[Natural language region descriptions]
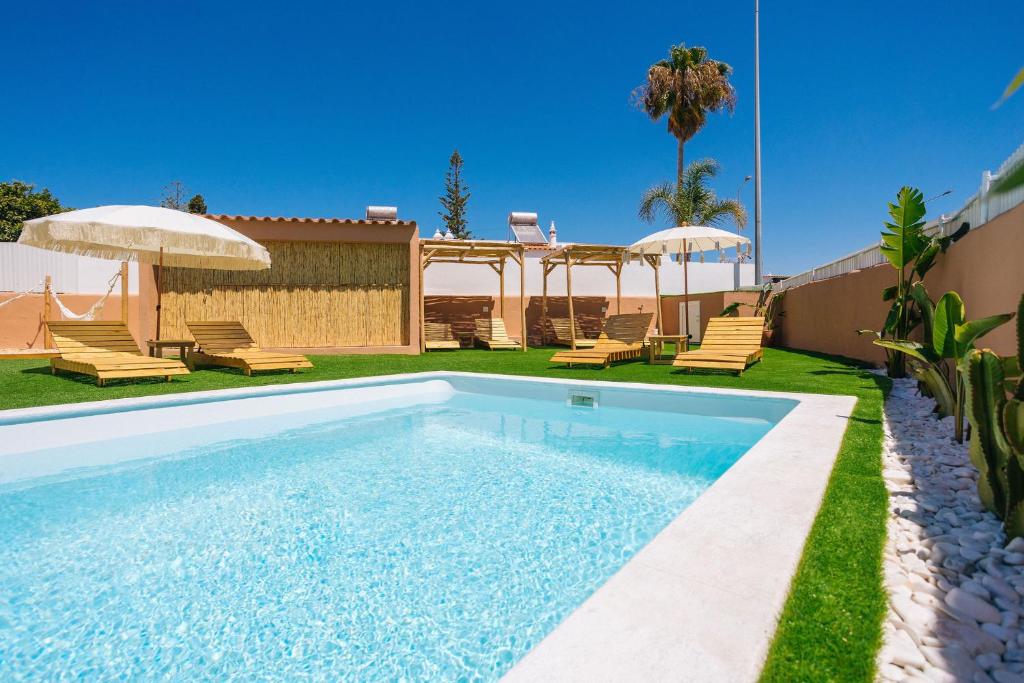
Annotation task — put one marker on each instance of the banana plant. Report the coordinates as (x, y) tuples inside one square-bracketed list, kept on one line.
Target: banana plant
[(912, 253), (948, 336)]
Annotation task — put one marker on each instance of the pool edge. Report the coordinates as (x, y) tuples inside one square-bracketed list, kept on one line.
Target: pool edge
[(701, 600)]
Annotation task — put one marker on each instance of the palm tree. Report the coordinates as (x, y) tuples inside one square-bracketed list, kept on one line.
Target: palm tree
[(686, 87), (691, 202)]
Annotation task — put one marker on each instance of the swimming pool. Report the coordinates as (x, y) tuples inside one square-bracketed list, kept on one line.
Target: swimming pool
[(421, 527)]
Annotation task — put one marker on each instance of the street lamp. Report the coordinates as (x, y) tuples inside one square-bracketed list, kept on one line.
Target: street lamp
[(758, 262), (739, 188)]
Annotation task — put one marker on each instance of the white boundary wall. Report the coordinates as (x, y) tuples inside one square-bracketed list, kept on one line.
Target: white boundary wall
[(23, 267), (982, 207), (465, 280)]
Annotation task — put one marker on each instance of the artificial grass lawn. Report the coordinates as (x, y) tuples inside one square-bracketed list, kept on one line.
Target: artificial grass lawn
[(830, 627)]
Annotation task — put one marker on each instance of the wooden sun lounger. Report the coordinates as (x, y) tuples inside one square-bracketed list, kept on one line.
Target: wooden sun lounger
[(729, 343), (491, 333), (438, 336), (105, 350), (622, 339), (561, 329), (226, 343)]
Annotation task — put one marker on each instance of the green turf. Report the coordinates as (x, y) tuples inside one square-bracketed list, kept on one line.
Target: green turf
[(830, 627)]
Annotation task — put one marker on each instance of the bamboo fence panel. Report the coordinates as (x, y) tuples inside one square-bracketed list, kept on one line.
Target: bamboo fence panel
[(315, 295)]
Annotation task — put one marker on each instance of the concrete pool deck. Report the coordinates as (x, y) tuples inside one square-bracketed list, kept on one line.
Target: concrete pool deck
[(699, 602)]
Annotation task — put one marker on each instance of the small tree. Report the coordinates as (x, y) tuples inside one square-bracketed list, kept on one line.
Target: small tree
[(197, 204), (18, 203), (455, 199), (174, 196)]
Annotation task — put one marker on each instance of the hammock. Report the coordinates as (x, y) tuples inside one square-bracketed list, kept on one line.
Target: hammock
[(27, 292), (93, 310)]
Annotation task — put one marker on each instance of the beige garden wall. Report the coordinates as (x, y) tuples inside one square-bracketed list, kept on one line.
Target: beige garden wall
[(985, 267)]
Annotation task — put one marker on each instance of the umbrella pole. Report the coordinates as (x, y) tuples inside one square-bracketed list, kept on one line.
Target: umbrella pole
[(160, 278), (686, 291)]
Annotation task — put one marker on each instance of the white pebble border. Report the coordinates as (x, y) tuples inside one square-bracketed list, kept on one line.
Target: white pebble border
[(954, 590)]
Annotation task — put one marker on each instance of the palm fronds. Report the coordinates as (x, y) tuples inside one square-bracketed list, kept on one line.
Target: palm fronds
[(692, 202)]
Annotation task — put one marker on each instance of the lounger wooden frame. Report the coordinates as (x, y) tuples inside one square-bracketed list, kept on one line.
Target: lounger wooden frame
[(728, 343), (107, 350), (560, 327), (227, 343), (622, 339), (491, 333), (438, 336)]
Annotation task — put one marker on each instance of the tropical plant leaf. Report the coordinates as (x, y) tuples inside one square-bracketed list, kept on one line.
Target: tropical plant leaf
[(904, 241), (731, 309), (967, 333), (938, 386), (1010, 181), (948, 315), (926, 259), (1012, 88), (946, 242), (925, 307)]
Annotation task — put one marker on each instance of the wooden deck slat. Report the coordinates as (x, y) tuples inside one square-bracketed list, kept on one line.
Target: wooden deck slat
[(728, 343), (622, 339), (227, 343), (104, 350)]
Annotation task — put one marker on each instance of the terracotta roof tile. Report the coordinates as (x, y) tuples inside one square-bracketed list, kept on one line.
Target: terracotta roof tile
[(295, 219)]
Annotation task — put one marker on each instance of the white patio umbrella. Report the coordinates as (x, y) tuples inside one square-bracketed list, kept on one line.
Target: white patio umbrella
[(685, 241), (146, 235)]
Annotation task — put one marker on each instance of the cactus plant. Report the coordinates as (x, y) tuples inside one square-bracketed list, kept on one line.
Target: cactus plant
[(995, 411), (948, 336)]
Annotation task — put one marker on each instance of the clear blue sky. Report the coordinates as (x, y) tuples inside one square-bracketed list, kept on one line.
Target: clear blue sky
[(320, 109)]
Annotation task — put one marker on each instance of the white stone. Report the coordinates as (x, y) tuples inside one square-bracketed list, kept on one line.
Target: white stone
[(972, 605), (901, 651)]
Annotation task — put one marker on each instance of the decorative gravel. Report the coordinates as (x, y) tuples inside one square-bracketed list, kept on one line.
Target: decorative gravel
[(954, 585)]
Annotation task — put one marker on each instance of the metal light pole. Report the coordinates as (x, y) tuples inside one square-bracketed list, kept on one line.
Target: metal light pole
[(758, 262), (739, 188)]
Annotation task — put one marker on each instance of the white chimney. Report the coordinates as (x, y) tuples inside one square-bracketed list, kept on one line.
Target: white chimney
[(382, 213)]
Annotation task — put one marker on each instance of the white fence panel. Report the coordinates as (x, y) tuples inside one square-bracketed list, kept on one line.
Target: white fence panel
[(978, 210), (23, 267)]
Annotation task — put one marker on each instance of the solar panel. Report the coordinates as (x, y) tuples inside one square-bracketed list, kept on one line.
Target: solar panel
[(528, 235), (524, 227)]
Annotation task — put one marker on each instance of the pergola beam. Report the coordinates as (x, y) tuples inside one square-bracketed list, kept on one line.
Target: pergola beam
[(609, 256), (475, 252)]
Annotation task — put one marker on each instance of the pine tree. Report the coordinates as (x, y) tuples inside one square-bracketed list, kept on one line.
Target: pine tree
[(197, 205), (455, 200)]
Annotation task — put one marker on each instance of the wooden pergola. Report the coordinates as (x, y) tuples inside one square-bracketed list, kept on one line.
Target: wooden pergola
[(600, 255), (478, 252)]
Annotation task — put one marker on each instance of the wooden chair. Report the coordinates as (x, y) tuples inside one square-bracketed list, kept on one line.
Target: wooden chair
[(622, 339), (728, 343), (491, 333), (438, 336), (227, 343), (105, 350), (560, 326)]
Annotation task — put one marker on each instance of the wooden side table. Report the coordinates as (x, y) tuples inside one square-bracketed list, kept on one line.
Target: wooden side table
[(184, 346), (655, 350)]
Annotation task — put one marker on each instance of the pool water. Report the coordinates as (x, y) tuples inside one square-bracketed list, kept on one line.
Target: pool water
[(436, 542)]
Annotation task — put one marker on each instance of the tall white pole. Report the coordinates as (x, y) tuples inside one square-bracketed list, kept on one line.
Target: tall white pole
[(758, 263)]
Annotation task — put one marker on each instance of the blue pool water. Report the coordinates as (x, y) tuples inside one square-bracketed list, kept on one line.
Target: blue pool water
[(438, 542)]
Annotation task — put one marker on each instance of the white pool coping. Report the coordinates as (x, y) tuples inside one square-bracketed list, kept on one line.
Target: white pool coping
[(701, 600)]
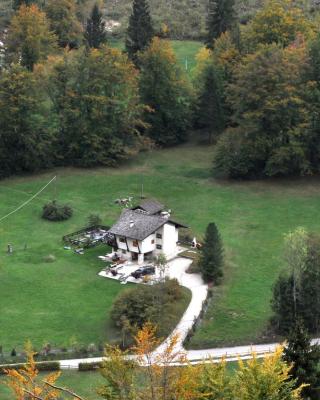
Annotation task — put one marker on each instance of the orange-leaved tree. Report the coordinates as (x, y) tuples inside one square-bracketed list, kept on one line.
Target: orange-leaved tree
[(26, 383)]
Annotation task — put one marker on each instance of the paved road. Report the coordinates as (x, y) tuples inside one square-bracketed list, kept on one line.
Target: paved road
[(177, 269)]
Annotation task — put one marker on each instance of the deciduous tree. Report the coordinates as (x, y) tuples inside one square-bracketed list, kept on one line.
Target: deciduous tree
[(95, 33), (279, 21), (165, 90), (305, 360), (63, 22), (270, 114), (221, 18), (29, 38), (27, 134), (96, 97)]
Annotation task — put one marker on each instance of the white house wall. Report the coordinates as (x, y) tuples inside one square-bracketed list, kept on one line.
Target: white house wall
[(169, 240), (147, 245)]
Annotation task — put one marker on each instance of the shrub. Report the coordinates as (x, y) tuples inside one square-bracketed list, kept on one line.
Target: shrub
[(49, 258), (156, 304), (53, 211), (41, 366), (89, 366), (235, 157)]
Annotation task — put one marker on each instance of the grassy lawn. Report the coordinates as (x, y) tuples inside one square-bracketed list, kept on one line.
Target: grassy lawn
[(65, 300)]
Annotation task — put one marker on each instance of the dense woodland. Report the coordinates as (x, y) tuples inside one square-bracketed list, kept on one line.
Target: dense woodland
[(68, 98)]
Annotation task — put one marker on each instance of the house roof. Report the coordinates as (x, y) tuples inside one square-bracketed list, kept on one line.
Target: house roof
[(137, 225), (150, 206)]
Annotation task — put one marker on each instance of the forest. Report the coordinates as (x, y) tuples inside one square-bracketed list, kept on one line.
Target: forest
[(67, 97)]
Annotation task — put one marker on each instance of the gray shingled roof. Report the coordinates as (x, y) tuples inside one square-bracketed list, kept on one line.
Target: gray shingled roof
[(151, 206), (137, 225)]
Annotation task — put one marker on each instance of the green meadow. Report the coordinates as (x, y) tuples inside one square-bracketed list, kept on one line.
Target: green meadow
[(65, 301)]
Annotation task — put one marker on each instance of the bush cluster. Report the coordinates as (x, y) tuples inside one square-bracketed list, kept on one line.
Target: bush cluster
[(53, 211), (92, 366), (41, 366), (156, 304)]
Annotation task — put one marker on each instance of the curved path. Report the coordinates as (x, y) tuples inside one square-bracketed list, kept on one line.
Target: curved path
[(177, 269)]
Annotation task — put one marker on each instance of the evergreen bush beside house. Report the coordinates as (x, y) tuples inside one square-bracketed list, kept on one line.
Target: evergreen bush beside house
[(211, 255)]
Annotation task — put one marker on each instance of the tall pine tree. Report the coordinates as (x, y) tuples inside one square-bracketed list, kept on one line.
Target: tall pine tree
[(305, 360), (140, 30), (210, 104), (221, 18), (95, 33), (211, 257)]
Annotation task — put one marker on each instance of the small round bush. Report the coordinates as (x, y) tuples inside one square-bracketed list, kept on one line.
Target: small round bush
[(49, 258), (53, 211)]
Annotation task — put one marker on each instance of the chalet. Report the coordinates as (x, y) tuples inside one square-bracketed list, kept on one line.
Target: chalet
[(145, 231)]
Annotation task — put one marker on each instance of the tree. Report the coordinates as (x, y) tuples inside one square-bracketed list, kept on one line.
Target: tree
[(221, 18), (296, 252), (63, 22), (266, 379), (280, 22), (270, 115), (29, 37), (136, 306), (284, 313), (160, 380), (95, 33), (310, 285), (305, 361), (17, 3), (210, 102), (165, 90), (296, 294), (140, 30), (28, 129), (211, 256), (95, 95), (26, 382)]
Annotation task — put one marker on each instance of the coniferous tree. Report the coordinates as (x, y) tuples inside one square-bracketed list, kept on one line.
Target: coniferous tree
[(95, 33), (210, 107), (221, 18), (140, 30), (282, 305), (211, 257), (305, 360)]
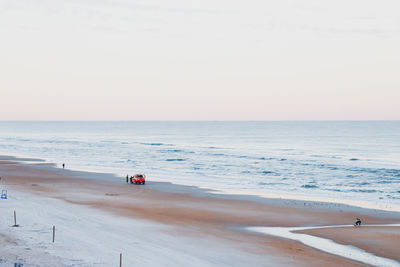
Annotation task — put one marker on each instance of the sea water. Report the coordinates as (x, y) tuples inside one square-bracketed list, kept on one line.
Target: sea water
[(355, 161)]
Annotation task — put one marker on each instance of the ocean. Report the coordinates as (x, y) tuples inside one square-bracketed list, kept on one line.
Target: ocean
[(350, 162)]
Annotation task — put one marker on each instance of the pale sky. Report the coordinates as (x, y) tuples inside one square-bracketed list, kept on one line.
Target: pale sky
[(199, 60)]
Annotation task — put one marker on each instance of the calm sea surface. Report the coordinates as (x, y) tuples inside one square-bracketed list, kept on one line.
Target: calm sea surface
[(355, 161)]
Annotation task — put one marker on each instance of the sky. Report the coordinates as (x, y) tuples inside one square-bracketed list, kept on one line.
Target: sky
[(199, 60)]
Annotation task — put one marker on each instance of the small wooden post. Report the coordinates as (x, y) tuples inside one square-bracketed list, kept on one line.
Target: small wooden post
[(54, 232), (15, 219)]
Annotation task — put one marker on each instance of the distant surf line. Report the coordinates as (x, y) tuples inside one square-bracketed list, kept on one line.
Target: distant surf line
[(328, 245)]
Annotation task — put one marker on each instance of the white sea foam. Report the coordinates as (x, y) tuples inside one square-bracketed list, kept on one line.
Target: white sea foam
[(348, 162), (328, 245)]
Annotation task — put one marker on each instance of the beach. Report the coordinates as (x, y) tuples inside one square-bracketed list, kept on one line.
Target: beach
[(99, 216)]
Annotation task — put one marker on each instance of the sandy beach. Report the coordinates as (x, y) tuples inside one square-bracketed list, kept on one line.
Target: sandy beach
[(166, 224)]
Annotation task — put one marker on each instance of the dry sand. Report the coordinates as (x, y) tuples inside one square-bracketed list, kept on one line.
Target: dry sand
[(195, 213)]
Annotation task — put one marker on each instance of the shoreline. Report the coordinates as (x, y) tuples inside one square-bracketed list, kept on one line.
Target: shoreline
[(284, 196), (194, 212)]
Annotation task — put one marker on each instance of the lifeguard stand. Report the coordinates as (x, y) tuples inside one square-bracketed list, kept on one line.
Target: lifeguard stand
[(3, 194)]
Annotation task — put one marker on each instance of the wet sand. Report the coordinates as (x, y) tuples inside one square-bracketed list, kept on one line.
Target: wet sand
[(381, 241), (198, 214)]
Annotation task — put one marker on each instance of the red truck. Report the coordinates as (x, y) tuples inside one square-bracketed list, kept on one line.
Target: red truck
[(138, 179)]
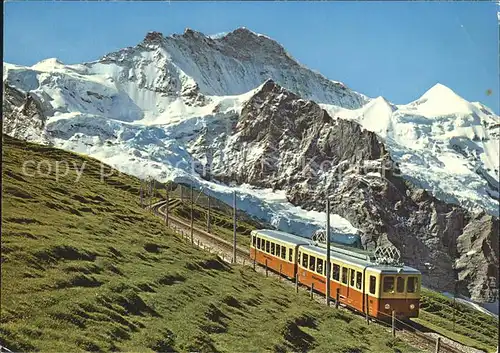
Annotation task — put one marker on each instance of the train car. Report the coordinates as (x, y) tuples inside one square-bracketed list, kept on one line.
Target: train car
[(362, 283), (276, 250)]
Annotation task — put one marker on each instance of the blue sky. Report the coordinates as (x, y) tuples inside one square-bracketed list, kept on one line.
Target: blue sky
[(394, 49)]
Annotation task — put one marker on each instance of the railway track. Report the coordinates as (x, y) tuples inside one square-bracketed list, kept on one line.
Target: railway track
[(409, 330)]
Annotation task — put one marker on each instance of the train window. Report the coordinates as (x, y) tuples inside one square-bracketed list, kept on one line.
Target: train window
[(411, 285), (344, 275), (312, 262), (305, 260), (373, 284), (359, 279), (388, 284), (319, 266), (400, 284), (336, 272)]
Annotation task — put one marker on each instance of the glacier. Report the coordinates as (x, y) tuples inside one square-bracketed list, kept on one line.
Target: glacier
[(141, 109)]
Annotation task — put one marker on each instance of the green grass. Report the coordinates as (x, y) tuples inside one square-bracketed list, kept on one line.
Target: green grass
[(84, 268), (472, 327)]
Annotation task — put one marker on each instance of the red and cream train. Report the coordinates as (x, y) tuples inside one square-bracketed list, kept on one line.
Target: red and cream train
[(363, 284)]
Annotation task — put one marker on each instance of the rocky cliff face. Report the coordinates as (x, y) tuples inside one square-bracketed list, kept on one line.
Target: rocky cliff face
[(24, 114), (284, 142)]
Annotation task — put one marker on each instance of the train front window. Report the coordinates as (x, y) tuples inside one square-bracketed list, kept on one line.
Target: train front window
[(388, 284), (305, 260), (344, 275), (359, 277), (312, 262), (400, 285), (411, 284), (319, 266), (336, 272), (373, 284)]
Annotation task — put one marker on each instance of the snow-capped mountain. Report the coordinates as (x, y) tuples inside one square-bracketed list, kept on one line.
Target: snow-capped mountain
[(236, 111)]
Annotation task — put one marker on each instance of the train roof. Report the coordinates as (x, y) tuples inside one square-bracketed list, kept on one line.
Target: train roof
[(357, 257), (358, 261), (283, 236)]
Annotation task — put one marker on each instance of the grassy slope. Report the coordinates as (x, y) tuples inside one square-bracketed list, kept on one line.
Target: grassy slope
[(471, 328), (85, 268)]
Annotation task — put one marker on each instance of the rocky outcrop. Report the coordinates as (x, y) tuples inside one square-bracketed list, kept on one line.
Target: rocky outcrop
[(284, 142), (24, 114)]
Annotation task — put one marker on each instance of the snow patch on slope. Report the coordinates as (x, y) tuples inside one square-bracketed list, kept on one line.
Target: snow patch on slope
[(442, 143)]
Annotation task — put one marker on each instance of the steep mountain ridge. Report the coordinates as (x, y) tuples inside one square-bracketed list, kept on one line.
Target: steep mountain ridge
[(237, 109), (284, 142)]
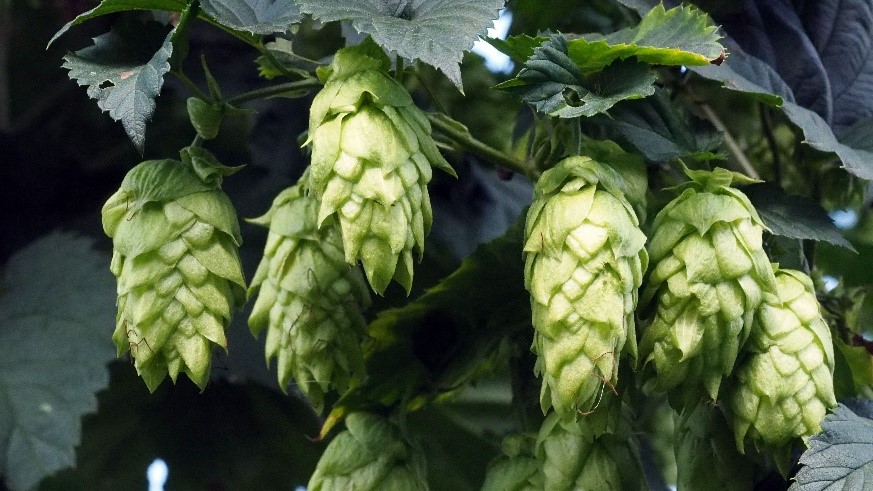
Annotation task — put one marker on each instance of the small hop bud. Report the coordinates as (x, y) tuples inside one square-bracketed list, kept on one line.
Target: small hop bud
[(372, 453), (309, 299), (372, 155), (175, 241), (708, 277), (785, 386), (584, 262)]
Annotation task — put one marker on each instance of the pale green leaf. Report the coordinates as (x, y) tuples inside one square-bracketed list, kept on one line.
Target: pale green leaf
[(124, 71), (436, 32), (56, 314)]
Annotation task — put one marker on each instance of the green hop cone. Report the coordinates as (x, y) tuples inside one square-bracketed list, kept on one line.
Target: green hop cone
[(372, 155), (517, 469), (708, 277), (585, 260), (785, 386), (573, 456), (309, 299), (175, 240), (371, 454)]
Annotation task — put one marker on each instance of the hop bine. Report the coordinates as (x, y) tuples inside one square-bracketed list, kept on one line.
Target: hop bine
[(372, 155), (784, 387), (309, 299), (175, 239), (708, 277), (584, 262), (371, 454)]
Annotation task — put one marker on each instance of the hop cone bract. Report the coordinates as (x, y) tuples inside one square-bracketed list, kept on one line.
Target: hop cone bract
[(371, 161), (585, 260), (175, 240), (785, 386), (309, 299), (710, 272), (371, 454)]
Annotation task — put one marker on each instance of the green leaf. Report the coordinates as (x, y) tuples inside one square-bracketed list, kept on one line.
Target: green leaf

Problem requirements: For this exercise, repeat exactly the lines of the data above from the one with "the small hop" down to the one with "the hop bine.", both end lines included.

Solution for this exercise:
Annotation task — put one marker on each instance of the small hop bud. Report the coordinates as (x, y) tuples inside one square-bracketed list, kept on one line.
Target: small hop bud
[(372, 453), (309, 299), (372, 155), (175, 241), (708, 277), (785, 386), (584, 262)]
Annotation task — put one marker on each instance of the pale green leaf. Report the coordinates as (x, y) tuples inside one square-bracketed list, kept on one line.
Target: pale green leaf
[(124, 71), (436, 32), (56, 314)]
Annotation task — put one marker on each instance of the green hop cone. Report the coordinates as (x, y) tuples inside one square-bracketed list, kept on one line.
Target: green hop cone
[(372, 155), (517, 469), (708, 277), (585, 260), (785, 386), (573, 456), (309, 299), (175, 240), (371, 454)]
Annotation task — put one marker on each instance of the hop bine. Report the coordinates as (x, y) tuples inside one square-bracketed list, kept on one line.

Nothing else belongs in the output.